◆ **WORK REQUIRED**: Extract, word for word, everything in the UVC dosimeter text from "UVC Dosimeters are a" down to "emitting germicidal UV-C.".

◆ **TEXT PROVIDED**:
From Intellego Technologies
UVC Dosimeters are photochromic indicators that change color based on the accumulated dose of invisible UV-C irradiation that is delivered to a surface. The color change helps users see if surfaces have received enough energy to kill or inactivate viruses, bacteria and spores.
UVC Dosimeters are a necessary component of successful ultraviolet disinfection – because they validate three key areas:
UVC Dosimeters give you visible evidence that your device is actually emitting germicidal UV-C.
UVC Dosimeters let you see when you’ve delivered a target dose to a variety of surfaces around a room or on objects within a disinfection chamber.
UVC Dosimeters enable you to demonstrate where UV-C irradiation is extending so you can avoid unintended exposure to humans or animals.

◆ **INFORMATION**:
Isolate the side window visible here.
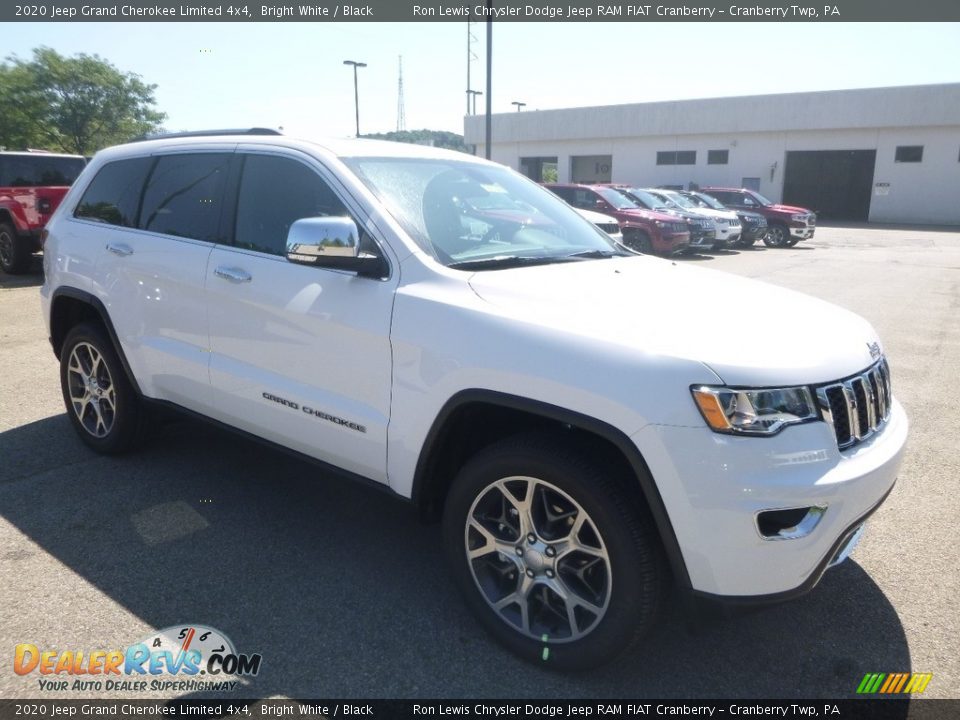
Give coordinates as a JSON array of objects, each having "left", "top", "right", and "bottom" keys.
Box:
[
  {"left": 233, "top": 155, "right": 350, "bottom": 255},
  {"left": 73, "top": 157, "right": 153, "bottom": 227},
  {"left": 139, "top": 153, "right": 231, "bottom": 242}
]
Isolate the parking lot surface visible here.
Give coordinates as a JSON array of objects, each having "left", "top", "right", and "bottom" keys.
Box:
[{"left": 0, "top": 227, "right": 960, "bottom": 699}]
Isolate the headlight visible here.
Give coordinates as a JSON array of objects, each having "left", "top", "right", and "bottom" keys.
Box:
[{"left": 690, "top": 385, "right": 820, "bottom": 435}]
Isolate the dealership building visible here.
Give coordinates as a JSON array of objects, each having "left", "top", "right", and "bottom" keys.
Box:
[{"left": 464, "top": 83, "right": 960, "bottom": 225}]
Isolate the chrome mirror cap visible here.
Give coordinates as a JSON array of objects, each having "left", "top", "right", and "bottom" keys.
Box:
[{"left": 287, "top": 217, "right": 360, "bottom": 265}]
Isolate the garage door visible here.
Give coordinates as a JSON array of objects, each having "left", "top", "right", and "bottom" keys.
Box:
[{"left": 783, "top": 150, "right": 877, "bottom": 222}]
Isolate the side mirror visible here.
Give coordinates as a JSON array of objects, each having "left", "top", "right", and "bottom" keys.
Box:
[{"left": 287, "top": 217, "right": 387, "bottom": 278}]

◆ **ANSWER SECTION**:
UVC Dosimeters are a necessary component of successful ultraviolet disinfection – because they validate three key areas:
UVC Dosimeters give you visible evidence that your device is actually emitting germicidal UV-C.